◆ **Excerto do texto**:
+ + +

Wednesday, September 28, 2005

Silêncios


Calei a madrugada com um estalo.
Senti por entre as forças de um vento de Norte, a saudade a bater-me nas entranhas e senti a força de mil horizontes penetrarem-me os sentidos. Vi, no calor da noite, a sombra triste da loucura que me abunda, o murmurio latejante de um medo que não tem rosto, a tristeza profunda de um sentimento que não quero meu. Saio de mim como quem sai do comboio para mais um dia de rotina incessante. Saio de mim como quer mais do que viver-se. Saio de mim como um amanhã que se levanta, mergulhado no silêncio de mim.
O amanhã aparece nos buracos da janela como uma luz ao fundo do túnel, como a vanguarda que me anseia, como o limite para o que sinto, quero e vou ter um dia. Lá fora, os ruídos banais de gente banal, misturam-se com os ruídos fúteis de gente fútil. Eu, aqui e agora, sofro por entre lágrimas de cristal que me eternizam o rosto e me põe cada vez mais sentido no tempo.
Misturo-me, no silêncio de um Mundo, por acidente ou introversão, e mergulho num abismo de um qualquer mar, com nome por inventar. Ali, nas catacumbas de um sentimento que me fere, sinto-me mais ferido que um soldado na frente de batalha, mais desgastado que a cinza do tempo, mais retardado que um relógio sem pilha. Sou ali, por momentos, uma sombra de uma imagem que quis minha e fecho-me nas copas de um jasmim, mal nsacido.
Pergunto, ainda hoje, a razão que nos faz vir ao Mundo. A razão que nos faz ser, nos faz sentir, nos faz ter metas, pensar em alcançar algo. Na banalidade da trivialidade encontro o prumo, mas não a lógica. Que tipo de rumo é este que sabemos o desfecho, ainda no início? Que prumo é este que exige o sacríficio para a obtenção da Felicidade? Que prumo é este que nos tira do tacto, o que a alma almeja?
Conjecturas metafísicas que entre os silêncios de um Mundo, que jorra ruídos, mas que não se sente, não me vê, ou que definitiva e indubitavelmente me virou as costas, deixando aqui, cadáver adiado, vivendo a minha tormenta, por entre silhuetas de esfinges banais, ocas e condenadas ao fracasso ou á futilidade de sobreviver, sem sentido, rumo ou meta.

+ + +

◆ **Dados fornecidos**:
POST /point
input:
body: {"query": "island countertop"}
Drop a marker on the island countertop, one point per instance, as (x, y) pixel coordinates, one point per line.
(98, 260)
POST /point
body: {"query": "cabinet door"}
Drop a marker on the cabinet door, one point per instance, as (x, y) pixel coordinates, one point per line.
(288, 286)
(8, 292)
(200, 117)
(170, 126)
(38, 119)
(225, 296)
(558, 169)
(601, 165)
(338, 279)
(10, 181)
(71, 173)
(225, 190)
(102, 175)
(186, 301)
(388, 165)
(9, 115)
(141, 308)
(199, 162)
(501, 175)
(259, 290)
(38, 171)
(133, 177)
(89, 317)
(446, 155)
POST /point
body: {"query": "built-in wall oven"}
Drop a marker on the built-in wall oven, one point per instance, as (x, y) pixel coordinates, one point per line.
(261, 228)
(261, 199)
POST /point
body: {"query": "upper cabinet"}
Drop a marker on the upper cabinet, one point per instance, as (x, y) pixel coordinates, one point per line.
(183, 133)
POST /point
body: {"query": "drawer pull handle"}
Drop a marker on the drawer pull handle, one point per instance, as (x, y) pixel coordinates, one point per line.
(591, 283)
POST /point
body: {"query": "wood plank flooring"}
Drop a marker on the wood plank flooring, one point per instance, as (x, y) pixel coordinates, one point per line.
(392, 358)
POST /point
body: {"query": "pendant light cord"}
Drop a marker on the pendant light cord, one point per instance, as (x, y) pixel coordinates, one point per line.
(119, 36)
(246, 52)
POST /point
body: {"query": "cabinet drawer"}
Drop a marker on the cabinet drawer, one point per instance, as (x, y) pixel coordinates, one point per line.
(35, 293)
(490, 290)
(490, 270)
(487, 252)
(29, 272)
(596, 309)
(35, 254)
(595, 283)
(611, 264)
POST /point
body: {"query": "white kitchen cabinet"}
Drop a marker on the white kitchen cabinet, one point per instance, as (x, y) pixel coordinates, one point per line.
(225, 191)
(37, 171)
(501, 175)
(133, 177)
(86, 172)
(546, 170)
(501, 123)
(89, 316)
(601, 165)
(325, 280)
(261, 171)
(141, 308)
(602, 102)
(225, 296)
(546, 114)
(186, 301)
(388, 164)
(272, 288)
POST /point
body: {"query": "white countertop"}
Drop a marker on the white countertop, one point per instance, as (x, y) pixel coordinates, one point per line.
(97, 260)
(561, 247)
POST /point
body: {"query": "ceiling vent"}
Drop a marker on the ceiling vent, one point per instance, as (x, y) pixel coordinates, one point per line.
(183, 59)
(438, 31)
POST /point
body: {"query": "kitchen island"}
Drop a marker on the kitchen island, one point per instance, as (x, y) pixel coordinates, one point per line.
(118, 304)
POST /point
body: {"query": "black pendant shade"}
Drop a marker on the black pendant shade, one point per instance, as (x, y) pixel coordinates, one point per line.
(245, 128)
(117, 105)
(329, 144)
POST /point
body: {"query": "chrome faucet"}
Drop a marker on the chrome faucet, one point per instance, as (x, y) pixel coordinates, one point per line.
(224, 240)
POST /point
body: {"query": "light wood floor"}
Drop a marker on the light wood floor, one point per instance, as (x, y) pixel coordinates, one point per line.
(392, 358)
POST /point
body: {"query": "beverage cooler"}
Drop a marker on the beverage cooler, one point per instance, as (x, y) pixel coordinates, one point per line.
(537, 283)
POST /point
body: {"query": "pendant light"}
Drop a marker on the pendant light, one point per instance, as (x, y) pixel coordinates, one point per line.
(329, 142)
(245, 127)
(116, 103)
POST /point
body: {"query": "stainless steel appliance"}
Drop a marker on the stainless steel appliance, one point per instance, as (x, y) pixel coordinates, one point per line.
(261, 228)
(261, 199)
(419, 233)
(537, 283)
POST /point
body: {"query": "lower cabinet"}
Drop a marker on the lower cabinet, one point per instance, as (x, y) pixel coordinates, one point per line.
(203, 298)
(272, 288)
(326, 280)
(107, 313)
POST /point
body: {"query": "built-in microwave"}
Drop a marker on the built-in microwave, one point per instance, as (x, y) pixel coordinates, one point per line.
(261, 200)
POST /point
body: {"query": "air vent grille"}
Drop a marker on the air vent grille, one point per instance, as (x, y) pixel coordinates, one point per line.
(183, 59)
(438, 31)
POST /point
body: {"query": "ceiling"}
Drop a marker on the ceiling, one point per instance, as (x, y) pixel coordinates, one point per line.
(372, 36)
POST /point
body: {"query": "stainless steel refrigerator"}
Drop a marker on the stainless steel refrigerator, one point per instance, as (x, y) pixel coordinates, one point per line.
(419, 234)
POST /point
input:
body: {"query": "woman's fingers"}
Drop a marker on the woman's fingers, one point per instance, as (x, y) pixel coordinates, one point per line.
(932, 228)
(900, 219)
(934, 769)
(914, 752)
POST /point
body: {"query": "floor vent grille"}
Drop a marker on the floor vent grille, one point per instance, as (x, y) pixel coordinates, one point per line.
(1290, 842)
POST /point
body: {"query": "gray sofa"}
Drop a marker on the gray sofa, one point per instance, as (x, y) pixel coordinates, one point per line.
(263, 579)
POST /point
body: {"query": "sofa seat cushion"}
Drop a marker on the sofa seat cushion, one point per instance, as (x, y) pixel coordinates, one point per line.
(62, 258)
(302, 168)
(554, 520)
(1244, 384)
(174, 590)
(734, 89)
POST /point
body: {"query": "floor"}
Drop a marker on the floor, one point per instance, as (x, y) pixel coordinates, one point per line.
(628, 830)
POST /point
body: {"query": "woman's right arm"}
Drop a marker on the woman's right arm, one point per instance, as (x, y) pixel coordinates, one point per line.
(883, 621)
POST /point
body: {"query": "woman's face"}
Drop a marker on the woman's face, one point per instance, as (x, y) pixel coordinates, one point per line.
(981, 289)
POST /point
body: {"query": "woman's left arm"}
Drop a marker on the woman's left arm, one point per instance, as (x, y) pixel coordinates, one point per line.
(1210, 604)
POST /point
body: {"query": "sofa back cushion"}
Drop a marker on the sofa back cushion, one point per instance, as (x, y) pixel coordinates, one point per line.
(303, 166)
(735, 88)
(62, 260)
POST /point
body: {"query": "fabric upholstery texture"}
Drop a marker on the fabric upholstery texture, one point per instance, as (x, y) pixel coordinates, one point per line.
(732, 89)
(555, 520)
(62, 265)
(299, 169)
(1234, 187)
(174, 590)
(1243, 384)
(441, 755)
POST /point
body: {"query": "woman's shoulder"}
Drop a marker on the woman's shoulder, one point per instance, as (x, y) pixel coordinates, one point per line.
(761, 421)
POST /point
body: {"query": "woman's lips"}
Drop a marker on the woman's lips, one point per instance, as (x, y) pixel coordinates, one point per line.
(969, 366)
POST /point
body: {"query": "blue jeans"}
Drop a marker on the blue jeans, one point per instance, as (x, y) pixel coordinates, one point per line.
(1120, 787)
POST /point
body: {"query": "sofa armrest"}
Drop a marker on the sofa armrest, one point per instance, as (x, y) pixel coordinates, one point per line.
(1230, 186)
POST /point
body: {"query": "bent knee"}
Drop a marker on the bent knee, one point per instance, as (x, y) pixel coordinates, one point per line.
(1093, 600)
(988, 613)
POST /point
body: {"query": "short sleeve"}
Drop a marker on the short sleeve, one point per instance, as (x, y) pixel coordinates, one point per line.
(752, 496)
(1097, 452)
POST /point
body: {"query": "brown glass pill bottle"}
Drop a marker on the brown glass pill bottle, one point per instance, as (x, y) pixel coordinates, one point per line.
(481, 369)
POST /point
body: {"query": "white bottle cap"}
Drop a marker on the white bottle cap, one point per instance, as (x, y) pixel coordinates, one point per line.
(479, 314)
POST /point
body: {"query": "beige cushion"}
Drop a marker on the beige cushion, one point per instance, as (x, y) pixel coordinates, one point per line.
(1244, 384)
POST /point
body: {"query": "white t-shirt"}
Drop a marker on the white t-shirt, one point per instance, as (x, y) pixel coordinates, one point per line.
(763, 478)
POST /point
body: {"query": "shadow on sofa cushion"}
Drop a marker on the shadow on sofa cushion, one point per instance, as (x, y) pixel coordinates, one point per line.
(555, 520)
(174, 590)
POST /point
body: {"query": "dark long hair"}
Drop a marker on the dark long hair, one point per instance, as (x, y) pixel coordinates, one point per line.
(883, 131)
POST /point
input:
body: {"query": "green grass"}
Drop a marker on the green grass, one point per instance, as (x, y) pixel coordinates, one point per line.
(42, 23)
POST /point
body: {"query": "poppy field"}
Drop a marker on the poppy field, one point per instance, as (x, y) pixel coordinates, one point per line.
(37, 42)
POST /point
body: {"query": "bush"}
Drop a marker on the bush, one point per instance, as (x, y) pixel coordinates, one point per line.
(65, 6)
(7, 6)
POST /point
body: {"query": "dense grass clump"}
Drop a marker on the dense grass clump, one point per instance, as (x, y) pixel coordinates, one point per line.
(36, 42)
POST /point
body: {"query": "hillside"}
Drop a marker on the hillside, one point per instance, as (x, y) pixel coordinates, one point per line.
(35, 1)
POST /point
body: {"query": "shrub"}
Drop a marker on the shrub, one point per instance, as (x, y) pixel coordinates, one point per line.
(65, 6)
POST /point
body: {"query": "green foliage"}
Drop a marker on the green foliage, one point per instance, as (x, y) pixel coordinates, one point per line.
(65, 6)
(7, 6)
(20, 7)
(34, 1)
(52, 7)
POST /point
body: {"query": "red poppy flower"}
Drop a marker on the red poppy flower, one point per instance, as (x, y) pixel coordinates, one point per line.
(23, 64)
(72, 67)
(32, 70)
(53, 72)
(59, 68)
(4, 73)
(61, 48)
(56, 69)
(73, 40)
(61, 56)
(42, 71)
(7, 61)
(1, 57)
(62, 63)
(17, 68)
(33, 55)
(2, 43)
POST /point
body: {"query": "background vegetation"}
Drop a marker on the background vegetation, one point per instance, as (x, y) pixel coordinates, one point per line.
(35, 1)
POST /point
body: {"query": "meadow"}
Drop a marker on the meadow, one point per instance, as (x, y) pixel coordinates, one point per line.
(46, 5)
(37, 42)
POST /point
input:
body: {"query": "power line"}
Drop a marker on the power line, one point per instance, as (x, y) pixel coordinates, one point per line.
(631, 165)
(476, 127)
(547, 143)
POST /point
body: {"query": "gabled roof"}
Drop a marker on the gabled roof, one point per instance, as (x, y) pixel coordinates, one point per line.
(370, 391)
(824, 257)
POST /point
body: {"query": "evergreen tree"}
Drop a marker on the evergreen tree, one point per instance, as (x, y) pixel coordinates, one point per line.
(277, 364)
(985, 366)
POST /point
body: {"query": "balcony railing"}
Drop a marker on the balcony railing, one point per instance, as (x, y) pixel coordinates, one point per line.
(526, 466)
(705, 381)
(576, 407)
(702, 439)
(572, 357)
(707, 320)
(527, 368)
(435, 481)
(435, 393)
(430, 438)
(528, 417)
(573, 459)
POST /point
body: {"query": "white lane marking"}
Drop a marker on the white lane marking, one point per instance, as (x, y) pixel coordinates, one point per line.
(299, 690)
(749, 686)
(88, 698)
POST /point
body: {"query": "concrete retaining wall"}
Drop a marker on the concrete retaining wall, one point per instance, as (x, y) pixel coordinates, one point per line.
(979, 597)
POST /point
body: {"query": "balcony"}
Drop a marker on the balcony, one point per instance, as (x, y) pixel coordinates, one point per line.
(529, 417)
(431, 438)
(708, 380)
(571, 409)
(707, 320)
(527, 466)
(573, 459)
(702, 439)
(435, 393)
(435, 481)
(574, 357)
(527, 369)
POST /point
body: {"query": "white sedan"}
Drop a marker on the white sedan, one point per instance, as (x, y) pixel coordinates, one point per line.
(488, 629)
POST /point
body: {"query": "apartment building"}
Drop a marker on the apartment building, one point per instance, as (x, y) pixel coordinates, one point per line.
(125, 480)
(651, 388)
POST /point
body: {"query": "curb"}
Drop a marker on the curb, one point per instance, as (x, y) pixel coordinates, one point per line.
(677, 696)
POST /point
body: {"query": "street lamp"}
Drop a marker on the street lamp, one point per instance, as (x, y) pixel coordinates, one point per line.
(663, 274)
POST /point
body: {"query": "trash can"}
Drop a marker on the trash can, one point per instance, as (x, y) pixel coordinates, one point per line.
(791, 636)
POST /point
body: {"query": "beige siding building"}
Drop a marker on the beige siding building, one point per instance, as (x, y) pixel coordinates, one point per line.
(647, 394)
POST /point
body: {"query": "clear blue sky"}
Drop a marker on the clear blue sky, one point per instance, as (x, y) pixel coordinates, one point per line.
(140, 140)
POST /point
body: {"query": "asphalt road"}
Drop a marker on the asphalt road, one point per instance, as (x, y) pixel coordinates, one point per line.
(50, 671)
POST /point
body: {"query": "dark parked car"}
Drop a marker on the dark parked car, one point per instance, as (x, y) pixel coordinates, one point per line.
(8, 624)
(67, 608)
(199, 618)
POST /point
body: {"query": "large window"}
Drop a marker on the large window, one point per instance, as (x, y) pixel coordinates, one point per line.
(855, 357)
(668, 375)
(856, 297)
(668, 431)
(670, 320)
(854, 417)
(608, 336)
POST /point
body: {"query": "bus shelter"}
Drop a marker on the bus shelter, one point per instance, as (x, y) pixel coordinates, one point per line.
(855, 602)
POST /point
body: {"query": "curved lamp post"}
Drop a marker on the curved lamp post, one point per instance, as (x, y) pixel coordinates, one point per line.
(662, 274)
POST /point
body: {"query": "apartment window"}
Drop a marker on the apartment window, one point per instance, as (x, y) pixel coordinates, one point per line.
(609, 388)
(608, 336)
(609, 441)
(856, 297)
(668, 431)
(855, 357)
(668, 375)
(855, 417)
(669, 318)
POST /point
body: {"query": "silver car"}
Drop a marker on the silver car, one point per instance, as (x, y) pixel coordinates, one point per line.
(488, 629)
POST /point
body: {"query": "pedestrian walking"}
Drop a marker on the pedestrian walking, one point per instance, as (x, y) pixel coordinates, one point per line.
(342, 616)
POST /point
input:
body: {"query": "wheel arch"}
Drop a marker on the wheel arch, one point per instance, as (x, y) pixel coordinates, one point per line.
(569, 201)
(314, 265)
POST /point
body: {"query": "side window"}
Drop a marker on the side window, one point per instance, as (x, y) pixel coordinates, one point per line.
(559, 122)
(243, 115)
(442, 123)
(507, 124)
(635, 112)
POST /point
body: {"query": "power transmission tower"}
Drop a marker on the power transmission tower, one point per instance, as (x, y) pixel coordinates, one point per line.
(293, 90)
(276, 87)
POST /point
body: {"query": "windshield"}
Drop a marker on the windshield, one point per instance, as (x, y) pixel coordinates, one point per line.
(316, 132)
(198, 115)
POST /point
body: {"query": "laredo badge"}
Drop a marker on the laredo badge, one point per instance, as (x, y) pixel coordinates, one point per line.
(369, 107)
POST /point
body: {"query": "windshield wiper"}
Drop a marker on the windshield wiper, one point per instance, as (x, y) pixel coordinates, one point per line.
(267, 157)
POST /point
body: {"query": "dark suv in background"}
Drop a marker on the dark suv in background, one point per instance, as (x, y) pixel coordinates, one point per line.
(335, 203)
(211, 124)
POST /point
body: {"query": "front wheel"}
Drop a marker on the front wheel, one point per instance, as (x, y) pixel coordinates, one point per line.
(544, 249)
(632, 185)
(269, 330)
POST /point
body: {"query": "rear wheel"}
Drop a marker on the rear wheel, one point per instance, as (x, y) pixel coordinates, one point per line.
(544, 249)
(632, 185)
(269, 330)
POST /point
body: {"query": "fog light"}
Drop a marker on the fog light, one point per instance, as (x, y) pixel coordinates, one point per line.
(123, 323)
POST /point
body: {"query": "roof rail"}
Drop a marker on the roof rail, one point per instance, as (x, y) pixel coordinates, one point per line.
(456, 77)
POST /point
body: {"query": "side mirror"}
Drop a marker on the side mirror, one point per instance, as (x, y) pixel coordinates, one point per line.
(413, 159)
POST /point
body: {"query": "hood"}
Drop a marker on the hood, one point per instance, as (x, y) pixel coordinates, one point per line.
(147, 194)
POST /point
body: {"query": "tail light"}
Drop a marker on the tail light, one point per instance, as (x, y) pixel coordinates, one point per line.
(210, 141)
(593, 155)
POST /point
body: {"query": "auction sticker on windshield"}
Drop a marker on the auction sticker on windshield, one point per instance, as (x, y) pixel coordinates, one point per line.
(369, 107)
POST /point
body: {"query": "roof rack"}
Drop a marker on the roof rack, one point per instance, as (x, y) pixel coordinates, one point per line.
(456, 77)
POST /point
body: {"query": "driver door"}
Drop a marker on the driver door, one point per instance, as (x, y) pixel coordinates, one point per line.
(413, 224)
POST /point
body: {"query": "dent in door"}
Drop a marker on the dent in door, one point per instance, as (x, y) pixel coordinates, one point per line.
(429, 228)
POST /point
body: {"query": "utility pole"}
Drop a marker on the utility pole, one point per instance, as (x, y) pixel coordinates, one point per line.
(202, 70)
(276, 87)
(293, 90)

+ + +

◆ **Tarefas propostas**:
**a.** No texto «Silêncios», com que é calada a madrugada na primeira frase?
**b.** Enumere as comparações construídas com «mais ... que» na frase do texto «Silêncios» que começa por «Ali, nas catacumbas».
**c.** Prossiga o texto «Silêncios» a partir da última frase apresentada.

◆ **Respostas por ordem**:
**a.** Com um estalo.

**b.**
- mais ferido que um soldado na frente de batalha
- mais desgastado que a cinza do tempo
- mais retardado que um relógio sem pilha

**c.**
Não! Eu não deixarei que os dias do calendário sejas percorridos, mas antes vividos, sentidos, conquistados e acima de tudo, justificados. Nada me levará a deixar o que quero, o que almejo, aquilo que me faz o sangue correr nas veias, por entre os silêncios de gente banal.
Afinal de contas, há silêncio no ruído, se a mensagem é nula!
Apenas eu, Hugo!

Monday, September 26, 2005

Elogio da loucura


Quatro paredes podem dizer muito a quem pensa. Podem mostrar a quem sente que o sofrimento da vivência está delimitado a uma área circunscrita, que as dores de um passado mal vivido estão perpetuadas num tique-taque que já passou e definitivamente afundadas num mar distante daqui.
O Sol brilha para quem não o vê. Ofusca-se a si próprio, não querendo ser visto, ele que deveria orgulhar-se por ser visto por todos. O Céu venera-O como a um Imperador e ainda assim ele protege-se de quem o vê, fechando-se em copas. Será que algum dia verei o Sol?
Serei algum dia capaz de alcançar a idade de um sopro de vento e ser feliz por entre uma manhã coberta de um sol radiante? Vivo-me por entre os acidentes de percurso, fingindo nada ser comigo. Minto, mais uma vez. Nunca a triste sina dos meus dias foi tão vincada como nos dias que correm em que a efeméride se me afecta como os ares que respiro. Não consigo ficar imune ao pensar, ao conjecturar, ao opinar sobre o que faço e penso e quero da vida. Mas ainda assim fico pior comigo mesmo.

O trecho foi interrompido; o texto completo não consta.